[Saved entries]
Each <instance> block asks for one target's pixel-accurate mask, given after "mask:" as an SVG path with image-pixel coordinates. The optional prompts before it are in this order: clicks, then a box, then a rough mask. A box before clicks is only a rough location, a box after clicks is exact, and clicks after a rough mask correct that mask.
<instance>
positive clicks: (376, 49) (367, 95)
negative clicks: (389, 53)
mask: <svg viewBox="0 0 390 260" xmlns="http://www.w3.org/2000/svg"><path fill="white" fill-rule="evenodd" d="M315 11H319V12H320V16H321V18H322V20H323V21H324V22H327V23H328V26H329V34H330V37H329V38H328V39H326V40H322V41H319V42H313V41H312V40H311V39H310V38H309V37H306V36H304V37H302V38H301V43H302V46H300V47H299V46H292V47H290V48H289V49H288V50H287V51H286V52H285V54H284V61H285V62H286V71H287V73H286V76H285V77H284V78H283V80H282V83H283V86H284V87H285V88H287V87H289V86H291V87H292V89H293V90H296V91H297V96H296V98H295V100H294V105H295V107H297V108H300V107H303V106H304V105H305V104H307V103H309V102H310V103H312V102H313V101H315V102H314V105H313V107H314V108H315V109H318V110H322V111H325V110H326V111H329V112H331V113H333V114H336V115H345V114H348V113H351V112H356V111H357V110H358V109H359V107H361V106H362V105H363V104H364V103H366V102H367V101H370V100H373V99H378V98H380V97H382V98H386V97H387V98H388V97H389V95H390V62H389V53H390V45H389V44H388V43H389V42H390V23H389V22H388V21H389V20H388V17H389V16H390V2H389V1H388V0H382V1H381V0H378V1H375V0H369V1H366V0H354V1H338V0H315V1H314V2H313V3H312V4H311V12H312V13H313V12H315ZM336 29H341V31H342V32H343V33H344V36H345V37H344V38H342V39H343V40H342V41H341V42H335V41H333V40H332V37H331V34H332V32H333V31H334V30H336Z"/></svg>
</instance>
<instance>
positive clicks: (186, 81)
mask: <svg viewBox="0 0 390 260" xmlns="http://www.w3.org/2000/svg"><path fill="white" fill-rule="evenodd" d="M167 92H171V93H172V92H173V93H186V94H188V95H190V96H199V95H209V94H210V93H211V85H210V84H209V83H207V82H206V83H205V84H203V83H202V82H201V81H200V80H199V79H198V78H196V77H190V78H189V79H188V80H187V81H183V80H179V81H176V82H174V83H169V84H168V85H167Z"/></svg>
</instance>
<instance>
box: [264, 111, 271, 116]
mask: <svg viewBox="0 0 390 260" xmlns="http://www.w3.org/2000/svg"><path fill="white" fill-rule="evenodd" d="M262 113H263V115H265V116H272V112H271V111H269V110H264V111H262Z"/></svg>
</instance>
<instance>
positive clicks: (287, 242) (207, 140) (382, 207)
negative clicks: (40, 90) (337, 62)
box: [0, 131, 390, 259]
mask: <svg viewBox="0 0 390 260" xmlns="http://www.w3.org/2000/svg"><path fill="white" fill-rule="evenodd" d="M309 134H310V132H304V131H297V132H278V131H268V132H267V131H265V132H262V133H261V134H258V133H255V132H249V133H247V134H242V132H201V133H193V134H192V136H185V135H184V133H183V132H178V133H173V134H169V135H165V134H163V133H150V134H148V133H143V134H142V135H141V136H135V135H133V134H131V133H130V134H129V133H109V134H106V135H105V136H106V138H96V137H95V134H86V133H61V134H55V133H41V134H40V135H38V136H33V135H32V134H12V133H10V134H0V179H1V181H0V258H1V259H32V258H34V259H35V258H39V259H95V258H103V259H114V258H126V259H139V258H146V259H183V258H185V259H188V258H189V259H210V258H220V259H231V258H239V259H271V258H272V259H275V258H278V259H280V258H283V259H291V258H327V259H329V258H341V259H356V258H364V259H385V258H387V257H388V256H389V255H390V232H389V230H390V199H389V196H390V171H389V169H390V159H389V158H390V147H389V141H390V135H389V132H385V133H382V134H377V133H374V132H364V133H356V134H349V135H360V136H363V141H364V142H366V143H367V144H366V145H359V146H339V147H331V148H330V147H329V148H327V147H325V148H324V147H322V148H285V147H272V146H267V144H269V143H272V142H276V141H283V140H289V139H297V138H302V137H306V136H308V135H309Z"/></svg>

- [Prompt] Change "positive clicks" to "foreground clicks" in the records, starting at the very first line and going on through the line with "negative clicks: (389, 53)", and give those lines again with nothing else altered.

- [Solution to this task]
Each <instance> block asks for one target's pixel-accurate mask, given after "mask:" as an SVG path with image-pixel coordinates. The optional prompts before it are in this order: clicks, then a box, then a rough mask. A box before clicks is only a rough location, a box after clicks is exact, and clicks after a rough mask correct that mask.
<instance>
foreground clicks: (376, 49) (367, 95)
negative clicks: (389, 53)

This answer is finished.